## EXTRACTED TEXT
___
Sometimes it is an injury. c. was in an accident that threw him through the back of a pickup truck window and knocked him unconcious. He had a concussion. But, he also abused drugs…it is like Sith said-at some point, it doesn`t matter what caused it. My son was also put into restraints…he was in the hospital more times than I can count. I feel very guilty. I had no support and was he was so noncompliant. Support is SO !@#$ important!!! So sorry Nick that this also happenend to you. I remember my son being held down by 4 men-looking like a wild animal…me trying to knock some heads and being hauled out of there…I do not like to look back.
I am sorry Blessed, to get off your thread. X

As long as you have others on your side, let those certain people …go their OWN way.

do you also feel much better when others here have similar issues to your own,
It helps that others are in the fight with you.You are not alone. I am so grateful for this site:(

I guess you could call this a delusion? I landed on my neck one time and was almost convinced for the longest time that I was really in a coma.
I wish I had been able to get help.
I think that sz is probably easier to deal with than a brain injury.

I met a guy who was in a car wreck and suffered a brian injury. He had a good job, he had a marriage gearing up, he had a nice house, it was all going right for him… bang… car crash. Wheel chair, can’t move his legs, can’t do his old job, reads at a 3rd grade level now, angry as anything. I would be too if I was on top of my game and with in 10 minutes, cut so low.

I’m sort of OK with the fact that my illness came on so young and so slowly that I just had to learn to cope with each new act of the head circus. I didn’t loose everything in one simple stoke. I never had anything to loose. So I never knew the difference.

I whacked my head pretty fiercely against a sharp rock when I was 3 and when my osychosis started I linked it to that saying ‘they put an implant in my head and use my subconscious for storing government secrets’, it was my parents thinking it could be temporal lobe epilepsy or an arachnoid cyst, I had an MRI when I was in hospital and nothing showed I think it hit my mum hard she’s a nurse and would much rather that to schiz, but she’s not in that phase any more.
___
## LISTED RECORDS
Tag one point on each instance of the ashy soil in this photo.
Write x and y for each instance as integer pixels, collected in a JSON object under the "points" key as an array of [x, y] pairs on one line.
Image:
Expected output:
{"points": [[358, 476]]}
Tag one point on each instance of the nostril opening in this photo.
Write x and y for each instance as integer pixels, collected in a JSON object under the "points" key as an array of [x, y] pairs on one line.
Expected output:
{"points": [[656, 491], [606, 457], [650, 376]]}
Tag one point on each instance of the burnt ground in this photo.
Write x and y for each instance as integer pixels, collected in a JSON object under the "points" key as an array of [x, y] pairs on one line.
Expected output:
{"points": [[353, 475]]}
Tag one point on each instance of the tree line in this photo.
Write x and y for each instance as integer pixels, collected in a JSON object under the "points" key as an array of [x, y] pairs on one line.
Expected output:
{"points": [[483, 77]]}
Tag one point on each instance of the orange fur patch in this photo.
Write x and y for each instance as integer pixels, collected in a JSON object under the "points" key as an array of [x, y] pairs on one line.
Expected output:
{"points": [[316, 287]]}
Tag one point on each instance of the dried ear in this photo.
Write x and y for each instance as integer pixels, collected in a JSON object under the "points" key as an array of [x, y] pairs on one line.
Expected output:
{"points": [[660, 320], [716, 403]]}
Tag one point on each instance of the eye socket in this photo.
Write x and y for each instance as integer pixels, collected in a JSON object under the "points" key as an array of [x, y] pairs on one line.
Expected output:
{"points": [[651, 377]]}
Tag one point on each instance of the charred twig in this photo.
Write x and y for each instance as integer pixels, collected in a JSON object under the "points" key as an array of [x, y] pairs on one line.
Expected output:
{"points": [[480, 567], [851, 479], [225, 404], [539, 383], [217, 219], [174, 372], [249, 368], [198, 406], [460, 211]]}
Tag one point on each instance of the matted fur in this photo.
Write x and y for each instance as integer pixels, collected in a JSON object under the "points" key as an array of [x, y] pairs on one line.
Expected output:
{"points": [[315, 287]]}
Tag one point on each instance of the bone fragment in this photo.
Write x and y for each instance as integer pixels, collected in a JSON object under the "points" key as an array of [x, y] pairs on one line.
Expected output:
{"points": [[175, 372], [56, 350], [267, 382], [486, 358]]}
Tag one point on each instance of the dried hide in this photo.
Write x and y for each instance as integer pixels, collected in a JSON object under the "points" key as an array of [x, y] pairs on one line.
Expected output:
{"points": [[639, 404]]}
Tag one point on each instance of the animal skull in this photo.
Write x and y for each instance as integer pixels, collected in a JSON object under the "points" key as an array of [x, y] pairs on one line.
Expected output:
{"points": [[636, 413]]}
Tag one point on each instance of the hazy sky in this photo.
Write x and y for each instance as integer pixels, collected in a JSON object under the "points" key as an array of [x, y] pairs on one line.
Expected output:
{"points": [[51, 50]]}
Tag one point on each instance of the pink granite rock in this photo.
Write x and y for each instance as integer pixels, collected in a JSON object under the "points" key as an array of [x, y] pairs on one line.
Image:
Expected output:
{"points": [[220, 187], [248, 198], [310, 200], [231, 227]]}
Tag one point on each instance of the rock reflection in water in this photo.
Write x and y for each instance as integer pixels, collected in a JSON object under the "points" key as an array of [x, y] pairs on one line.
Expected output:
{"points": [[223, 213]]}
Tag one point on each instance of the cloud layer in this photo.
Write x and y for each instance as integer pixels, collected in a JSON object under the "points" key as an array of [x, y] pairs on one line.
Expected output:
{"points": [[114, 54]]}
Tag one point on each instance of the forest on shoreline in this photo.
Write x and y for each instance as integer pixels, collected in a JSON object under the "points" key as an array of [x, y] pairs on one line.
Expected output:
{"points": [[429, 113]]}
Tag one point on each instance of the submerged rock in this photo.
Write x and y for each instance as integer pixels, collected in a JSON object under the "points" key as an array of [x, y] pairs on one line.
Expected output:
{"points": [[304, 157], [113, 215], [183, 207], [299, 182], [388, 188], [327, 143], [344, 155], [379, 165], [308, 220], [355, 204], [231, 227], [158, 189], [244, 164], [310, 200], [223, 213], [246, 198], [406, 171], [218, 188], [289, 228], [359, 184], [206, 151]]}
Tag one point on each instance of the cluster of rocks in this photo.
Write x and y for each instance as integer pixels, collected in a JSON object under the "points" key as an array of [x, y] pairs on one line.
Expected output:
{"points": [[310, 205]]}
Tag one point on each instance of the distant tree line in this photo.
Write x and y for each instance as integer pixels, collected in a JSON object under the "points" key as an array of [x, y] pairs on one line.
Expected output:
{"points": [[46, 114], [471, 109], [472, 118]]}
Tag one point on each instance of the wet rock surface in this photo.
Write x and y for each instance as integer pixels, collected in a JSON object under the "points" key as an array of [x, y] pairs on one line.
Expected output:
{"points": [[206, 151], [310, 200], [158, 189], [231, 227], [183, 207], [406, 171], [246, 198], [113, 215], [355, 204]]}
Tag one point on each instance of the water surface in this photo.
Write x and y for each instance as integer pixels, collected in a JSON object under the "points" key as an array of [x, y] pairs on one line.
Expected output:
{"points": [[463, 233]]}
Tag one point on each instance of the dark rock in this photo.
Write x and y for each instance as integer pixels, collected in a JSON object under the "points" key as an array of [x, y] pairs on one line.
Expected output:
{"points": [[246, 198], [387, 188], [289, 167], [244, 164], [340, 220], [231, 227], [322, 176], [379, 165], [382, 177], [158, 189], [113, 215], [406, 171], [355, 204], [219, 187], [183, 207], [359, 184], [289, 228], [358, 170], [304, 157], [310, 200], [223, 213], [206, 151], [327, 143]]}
___
## DIRECTIONS
**A)** Reproduce the forum thread about head injuries word for word, beginning at the words "I think that" and stopping after "cut so low.".
**B)** Write the next part of the forum thread about head injuries, picking up after its last sentence.
The records have no connection to the forum thread about head injuries.

## ANSWERS BY ITEM
**A)**
I think that sz is probably easier to deal with than a brain injury.

I met a guy who was in a car wreck and suffered a brian injury. He had a good job, he had a marriage gearing up, he had a nice house, it was all going right for him… bang… car crash. Wheel chair, can’t move his legs, can’t do his old job, reads at a 3rd grade level now, angry as anything. I would be too if I was on top of my game and with in 10 minutes, cut so low.

**B)**
We’re back there at the moment; awaiting an appointment letter from a neurologist, I don’t know how I’d be if they think my schiz is a symptom of something bigger, I think it would knock me, that all this time it’s been something physical? Also it would be more of a life sentence because if it is damage in the brain then there’s no escape whereas right now I have that hope that meds will take it away,’ it’s just excess dopamine and meds can control
that’ there’s the hope in a few years time I could be coming off meds because I’m practically symptom free and am coming off to have children. However if it’s something physical; my brain won’t Change, my meds are controlling it to their best ability but like every other time coming off meds, I’ll lose myself
again.

I know this can happen with schiz and I’m aware I probably do just have schiz but it doesn’t stop the wondering, I’d rather have schiz.

Sorry if I’ve been too blunt or anything…
Go steady and take care,
Meg.

exactly. it seems we all agree that sz is much better than brain damage.

it is just too bad when we worry if it is even worse than it is.

judy

I acutally have a traumatic brain injury. Recovered well, was able to return to a functioning life, started doing drugs and now I have all the symptoms of schizophrenia, and about five other mental illnesses.

how very sad. I am sorry to hear that. judy

I don’t worry about that, it happened to me, three times i cracked my skull open.

I look at the before and after pictures and it’s astounding.

But i don’t really worry about it though, i mean honestly, who gives a ■■■■?!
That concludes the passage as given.